Could you give back only the data from the line with "the tree in" up to and including the line with "[(12, 4), (160, 13), (74, 7)]", substituting "grasp planner" for "pick planner" and leaving everything else unchanged?

=== Source material ===

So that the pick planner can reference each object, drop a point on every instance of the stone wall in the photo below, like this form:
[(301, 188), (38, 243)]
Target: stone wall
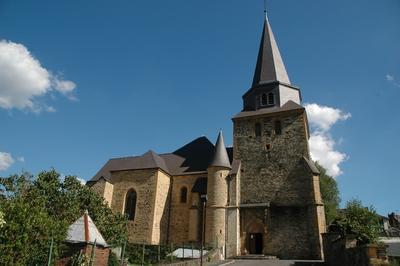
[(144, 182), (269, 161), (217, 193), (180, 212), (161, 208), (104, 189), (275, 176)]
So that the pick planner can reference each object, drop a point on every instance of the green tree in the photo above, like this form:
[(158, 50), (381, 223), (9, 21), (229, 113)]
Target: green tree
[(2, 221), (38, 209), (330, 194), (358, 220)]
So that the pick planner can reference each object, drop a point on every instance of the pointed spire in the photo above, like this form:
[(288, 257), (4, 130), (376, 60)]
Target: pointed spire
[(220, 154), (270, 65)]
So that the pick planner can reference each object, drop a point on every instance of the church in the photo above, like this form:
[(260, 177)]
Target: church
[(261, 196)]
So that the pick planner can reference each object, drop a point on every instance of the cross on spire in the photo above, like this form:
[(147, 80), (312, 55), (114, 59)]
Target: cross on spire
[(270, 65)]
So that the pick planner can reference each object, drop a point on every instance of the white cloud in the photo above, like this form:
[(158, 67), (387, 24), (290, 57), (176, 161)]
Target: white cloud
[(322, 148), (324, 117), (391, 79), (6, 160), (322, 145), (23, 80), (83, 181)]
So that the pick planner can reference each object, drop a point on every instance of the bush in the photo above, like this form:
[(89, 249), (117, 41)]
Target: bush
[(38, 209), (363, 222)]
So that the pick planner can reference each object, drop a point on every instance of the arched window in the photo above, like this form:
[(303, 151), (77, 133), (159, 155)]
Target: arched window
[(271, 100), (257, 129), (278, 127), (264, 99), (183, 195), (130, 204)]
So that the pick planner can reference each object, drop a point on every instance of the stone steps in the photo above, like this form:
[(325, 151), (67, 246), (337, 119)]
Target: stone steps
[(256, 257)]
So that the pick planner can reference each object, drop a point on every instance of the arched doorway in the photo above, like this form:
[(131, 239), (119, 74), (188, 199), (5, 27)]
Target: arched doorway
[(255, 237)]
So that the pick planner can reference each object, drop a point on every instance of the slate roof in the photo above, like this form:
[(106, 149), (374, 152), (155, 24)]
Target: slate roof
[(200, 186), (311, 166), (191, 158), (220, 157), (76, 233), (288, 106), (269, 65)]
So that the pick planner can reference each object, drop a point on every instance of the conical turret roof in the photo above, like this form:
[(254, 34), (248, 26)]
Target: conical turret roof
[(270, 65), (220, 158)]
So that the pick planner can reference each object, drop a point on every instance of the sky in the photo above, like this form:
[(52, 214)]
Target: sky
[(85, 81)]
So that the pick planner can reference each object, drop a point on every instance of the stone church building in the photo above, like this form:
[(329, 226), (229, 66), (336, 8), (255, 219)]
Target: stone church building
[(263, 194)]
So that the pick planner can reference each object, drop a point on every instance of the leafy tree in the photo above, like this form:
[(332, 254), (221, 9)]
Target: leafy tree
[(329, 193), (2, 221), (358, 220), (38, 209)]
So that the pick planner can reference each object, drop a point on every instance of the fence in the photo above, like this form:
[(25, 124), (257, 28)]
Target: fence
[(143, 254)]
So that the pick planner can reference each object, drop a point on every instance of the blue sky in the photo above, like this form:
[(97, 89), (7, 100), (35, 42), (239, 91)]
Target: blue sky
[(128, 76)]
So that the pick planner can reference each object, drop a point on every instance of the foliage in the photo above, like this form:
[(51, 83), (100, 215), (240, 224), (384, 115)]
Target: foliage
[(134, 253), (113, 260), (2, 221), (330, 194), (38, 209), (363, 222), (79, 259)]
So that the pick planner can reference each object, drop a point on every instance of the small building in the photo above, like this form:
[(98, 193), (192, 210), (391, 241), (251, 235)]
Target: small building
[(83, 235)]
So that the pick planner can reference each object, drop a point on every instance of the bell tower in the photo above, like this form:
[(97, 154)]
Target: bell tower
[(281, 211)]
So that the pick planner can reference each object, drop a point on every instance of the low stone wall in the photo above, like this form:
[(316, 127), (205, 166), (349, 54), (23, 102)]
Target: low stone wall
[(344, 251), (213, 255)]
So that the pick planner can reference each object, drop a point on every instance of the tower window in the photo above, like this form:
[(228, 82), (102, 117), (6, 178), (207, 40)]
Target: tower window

===
=== Source material ===

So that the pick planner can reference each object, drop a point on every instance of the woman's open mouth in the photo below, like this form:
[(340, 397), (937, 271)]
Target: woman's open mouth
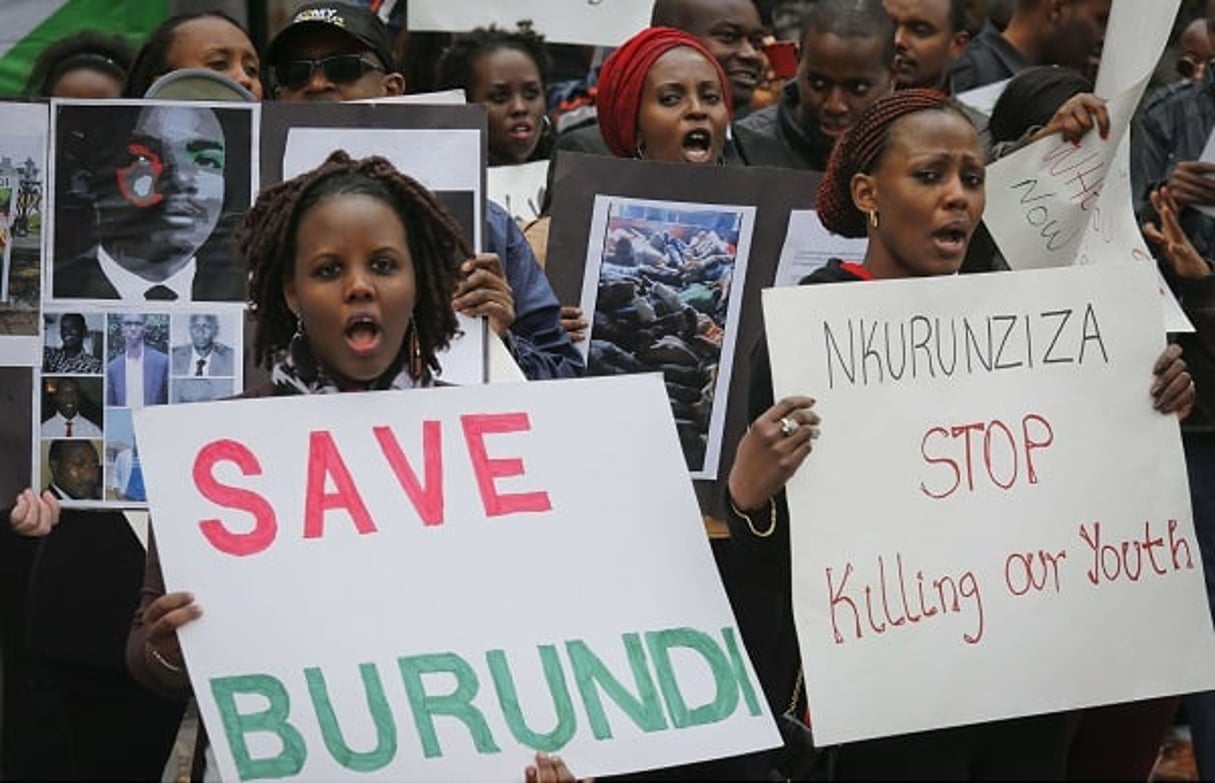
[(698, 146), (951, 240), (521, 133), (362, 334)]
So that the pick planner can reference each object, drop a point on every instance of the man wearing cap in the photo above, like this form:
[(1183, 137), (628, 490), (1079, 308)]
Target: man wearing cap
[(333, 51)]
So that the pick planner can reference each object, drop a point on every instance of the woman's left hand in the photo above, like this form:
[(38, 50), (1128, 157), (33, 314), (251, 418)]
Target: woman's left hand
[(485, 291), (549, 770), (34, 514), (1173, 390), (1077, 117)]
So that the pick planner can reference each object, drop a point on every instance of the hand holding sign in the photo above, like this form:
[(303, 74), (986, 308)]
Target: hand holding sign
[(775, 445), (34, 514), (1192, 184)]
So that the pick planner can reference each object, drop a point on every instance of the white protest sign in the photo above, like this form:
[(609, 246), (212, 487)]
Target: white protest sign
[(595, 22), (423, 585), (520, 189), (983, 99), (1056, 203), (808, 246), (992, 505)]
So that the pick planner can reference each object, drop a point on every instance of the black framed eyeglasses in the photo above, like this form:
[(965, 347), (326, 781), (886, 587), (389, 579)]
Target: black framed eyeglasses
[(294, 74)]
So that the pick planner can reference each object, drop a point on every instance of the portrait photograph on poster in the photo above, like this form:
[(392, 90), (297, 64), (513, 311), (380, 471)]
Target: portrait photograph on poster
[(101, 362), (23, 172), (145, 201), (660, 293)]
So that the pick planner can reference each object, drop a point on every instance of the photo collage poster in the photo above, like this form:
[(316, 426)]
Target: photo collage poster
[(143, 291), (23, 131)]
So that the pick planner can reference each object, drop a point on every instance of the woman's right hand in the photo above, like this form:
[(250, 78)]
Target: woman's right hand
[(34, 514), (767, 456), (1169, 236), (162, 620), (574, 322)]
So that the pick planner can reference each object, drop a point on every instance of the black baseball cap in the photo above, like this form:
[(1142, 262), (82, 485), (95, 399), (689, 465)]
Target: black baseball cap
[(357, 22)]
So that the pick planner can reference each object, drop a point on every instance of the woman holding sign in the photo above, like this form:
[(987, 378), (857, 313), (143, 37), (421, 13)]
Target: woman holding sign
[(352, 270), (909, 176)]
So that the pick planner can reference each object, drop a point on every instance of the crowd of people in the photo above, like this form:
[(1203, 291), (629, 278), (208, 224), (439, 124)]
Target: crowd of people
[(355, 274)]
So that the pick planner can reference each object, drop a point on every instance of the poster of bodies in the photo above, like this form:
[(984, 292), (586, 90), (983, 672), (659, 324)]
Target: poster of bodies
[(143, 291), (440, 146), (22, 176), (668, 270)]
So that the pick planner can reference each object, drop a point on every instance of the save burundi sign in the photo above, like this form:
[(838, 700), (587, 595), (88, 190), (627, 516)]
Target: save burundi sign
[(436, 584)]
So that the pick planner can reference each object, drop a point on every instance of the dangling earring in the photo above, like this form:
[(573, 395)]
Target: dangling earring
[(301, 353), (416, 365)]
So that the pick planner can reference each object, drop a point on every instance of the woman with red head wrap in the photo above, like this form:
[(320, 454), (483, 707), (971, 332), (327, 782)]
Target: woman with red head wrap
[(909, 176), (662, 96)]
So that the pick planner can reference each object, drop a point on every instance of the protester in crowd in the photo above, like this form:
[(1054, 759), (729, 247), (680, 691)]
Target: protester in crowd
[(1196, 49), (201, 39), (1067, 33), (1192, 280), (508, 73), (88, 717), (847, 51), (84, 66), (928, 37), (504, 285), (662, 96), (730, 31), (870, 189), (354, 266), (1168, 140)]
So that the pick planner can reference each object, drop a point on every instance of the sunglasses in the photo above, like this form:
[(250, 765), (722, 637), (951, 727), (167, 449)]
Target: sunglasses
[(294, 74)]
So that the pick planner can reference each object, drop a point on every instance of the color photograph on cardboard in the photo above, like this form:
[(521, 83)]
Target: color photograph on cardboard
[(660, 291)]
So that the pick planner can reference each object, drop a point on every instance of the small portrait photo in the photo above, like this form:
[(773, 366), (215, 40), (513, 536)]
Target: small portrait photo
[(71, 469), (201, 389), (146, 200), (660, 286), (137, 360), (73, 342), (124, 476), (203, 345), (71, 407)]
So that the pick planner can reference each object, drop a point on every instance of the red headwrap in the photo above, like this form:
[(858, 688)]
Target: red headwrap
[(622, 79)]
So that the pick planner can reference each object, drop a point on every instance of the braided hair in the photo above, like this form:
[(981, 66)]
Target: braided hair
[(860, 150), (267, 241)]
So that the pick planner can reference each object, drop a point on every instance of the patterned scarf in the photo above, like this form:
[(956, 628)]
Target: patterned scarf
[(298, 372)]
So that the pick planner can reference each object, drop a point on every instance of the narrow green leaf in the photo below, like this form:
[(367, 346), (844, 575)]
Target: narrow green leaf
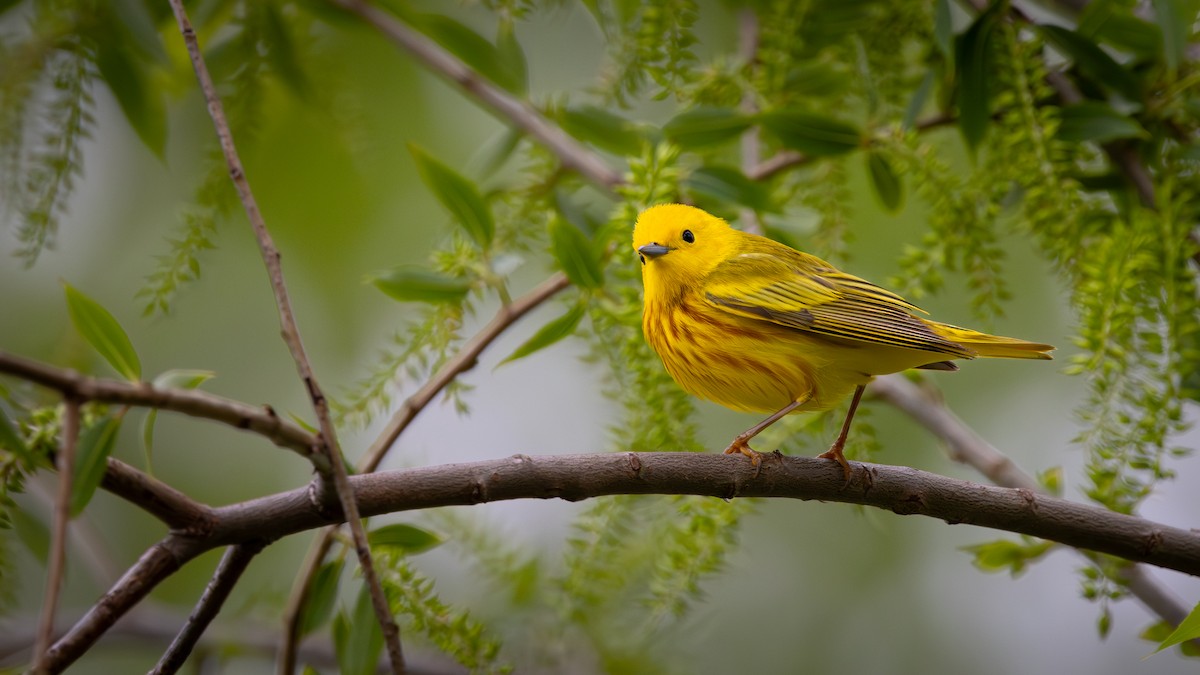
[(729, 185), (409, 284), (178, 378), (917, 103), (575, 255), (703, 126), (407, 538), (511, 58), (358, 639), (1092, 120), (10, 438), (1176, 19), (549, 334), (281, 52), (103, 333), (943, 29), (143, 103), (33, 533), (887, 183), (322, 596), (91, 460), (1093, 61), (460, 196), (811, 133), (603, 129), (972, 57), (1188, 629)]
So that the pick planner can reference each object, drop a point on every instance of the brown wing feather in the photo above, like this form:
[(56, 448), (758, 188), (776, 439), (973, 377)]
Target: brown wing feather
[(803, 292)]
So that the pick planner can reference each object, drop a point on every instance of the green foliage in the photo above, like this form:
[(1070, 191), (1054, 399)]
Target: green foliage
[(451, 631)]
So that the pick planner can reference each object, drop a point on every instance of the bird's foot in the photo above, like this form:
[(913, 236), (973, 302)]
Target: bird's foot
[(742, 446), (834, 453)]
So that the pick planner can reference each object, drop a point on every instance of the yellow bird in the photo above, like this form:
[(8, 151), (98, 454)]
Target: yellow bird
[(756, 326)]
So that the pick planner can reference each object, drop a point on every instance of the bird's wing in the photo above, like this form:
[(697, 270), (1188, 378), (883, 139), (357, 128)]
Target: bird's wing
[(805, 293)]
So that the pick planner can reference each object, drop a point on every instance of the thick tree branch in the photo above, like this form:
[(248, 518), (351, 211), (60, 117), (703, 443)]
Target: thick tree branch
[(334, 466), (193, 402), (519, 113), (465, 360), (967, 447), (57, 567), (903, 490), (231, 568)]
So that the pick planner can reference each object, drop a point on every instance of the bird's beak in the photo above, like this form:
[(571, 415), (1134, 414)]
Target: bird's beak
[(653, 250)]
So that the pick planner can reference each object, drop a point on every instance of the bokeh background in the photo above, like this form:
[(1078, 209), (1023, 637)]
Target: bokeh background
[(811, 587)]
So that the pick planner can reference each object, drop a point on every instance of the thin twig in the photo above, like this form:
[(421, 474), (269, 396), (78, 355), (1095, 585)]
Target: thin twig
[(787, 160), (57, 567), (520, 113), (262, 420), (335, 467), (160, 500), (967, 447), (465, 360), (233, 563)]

===
=== Source material ===

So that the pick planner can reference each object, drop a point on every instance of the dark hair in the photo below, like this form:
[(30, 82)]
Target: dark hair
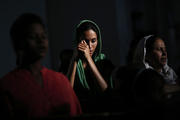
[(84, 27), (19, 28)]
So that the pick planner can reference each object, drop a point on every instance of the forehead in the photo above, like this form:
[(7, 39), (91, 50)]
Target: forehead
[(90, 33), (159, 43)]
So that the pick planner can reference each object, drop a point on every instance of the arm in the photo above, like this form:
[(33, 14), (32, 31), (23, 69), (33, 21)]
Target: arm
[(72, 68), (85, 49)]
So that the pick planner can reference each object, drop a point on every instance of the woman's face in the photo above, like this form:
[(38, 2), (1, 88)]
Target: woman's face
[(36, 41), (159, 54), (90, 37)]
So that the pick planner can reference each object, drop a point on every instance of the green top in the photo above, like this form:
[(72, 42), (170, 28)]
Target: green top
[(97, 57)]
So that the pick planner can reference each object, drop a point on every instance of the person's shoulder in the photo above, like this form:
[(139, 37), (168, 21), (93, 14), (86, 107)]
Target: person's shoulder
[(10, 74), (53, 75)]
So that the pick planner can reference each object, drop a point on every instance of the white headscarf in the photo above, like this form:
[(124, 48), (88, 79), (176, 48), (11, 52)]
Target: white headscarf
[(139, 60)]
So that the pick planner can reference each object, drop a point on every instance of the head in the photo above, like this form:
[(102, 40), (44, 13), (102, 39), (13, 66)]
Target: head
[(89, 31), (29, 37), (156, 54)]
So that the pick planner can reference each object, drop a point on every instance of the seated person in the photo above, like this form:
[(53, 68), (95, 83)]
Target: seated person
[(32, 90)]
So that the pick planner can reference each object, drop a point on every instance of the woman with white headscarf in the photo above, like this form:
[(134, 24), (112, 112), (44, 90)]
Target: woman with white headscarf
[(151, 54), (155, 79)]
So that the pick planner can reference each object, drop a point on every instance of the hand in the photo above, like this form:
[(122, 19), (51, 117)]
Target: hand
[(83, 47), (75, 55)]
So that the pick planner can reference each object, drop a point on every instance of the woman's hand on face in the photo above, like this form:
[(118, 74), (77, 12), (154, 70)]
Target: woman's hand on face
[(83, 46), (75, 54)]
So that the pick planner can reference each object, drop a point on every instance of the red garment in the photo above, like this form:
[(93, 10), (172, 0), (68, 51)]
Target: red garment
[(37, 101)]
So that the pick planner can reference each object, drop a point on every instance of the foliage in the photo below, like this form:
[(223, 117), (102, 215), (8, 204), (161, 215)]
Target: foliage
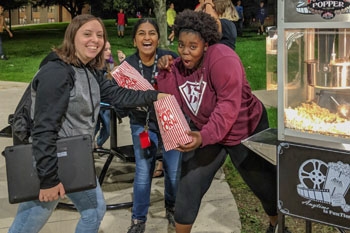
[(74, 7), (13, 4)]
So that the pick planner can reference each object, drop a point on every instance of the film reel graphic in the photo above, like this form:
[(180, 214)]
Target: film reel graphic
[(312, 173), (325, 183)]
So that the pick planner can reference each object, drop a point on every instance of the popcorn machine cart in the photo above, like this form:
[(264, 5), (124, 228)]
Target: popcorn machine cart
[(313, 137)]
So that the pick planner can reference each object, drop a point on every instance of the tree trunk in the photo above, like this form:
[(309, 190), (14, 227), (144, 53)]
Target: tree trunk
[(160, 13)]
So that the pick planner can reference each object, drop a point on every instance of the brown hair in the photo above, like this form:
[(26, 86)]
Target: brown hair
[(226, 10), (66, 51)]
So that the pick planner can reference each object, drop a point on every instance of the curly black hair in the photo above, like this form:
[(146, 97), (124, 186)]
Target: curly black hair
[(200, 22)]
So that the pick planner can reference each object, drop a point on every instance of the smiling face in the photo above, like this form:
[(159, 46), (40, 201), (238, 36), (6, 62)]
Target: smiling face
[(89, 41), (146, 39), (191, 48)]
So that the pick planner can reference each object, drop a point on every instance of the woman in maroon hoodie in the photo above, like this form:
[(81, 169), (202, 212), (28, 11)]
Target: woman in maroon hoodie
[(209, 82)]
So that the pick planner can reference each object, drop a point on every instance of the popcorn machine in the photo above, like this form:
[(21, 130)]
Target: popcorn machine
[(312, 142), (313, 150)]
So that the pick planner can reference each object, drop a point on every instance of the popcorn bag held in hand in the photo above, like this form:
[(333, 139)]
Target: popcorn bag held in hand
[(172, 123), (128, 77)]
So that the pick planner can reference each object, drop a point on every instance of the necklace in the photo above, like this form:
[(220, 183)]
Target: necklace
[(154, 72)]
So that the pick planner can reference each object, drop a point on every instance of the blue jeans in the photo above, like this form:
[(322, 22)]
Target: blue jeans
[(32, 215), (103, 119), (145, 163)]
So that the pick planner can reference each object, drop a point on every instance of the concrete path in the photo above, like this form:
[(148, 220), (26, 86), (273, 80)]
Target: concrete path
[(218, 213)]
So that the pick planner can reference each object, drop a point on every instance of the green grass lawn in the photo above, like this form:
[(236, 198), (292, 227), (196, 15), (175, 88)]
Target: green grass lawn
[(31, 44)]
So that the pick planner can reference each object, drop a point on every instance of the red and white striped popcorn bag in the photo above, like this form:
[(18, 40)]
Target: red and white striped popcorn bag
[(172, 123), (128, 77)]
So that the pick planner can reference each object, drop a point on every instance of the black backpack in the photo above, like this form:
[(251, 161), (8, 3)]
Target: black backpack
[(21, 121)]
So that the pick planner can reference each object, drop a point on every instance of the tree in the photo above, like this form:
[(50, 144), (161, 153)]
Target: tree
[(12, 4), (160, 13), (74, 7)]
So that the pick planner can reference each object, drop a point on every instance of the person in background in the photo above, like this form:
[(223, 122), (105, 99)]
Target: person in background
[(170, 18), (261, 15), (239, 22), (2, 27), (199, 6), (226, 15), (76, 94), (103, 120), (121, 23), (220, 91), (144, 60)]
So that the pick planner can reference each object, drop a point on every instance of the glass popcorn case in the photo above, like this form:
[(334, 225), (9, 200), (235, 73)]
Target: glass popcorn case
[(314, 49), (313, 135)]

===

• [Exercise result]:
So that the grasp planner can reference each object, drop a point on every instance of the tree in the photo above, like this form:
[(50, 144), (161, 153)]
Target: tree
[(12, 4), (160, 13), (74, 7)]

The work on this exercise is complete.